Exercise goal: In the passage on reading translated poetry, what name does Willis Barnstone give to the experience of unnaturalness?

Document section:
After all, what I'm reading is foreign, in the richest sense
of the term.
In "An ABC of Translating Poetry" (The Poetics of Translation:
History, Theory, Practice, Yale University Press, 1993) Willis
Barnstone, translator of numerous volumes of poetry from Greek,
Spanish and Chinese, calls this experience of unnaturalness "lexical
shock."
"A
translation dwells in exile. It cannot return. Those who invoke
its former home wish to disenfranchise it. The translated poem
should be
read as a poem written in the language of the adopted
literature, even if it differs because of its origin from any poem
ever written in its
new tongue…why not some fragment of unnaturalness?... Lexical
shock renews weary language bones. It is good to drink Turkish
coffee
in the pampas of the American Midwest."
I do not have language weary bones — quite the contrary. There is
plenty of poetry being published in English to keep me on my toes.

Material shown:
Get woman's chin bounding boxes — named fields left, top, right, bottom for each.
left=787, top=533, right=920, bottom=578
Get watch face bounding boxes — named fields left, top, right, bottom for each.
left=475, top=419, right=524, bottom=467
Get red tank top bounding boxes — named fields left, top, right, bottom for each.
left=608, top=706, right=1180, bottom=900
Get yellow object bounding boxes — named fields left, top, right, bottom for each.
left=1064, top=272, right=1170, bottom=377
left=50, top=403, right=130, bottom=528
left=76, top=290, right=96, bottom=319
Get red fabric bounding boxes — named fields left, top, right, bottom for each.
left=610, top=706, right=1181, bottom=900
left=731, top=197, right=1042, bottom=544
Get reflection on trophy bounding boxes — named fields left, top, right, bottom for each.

Solution to this task: He calls it "lexical shock."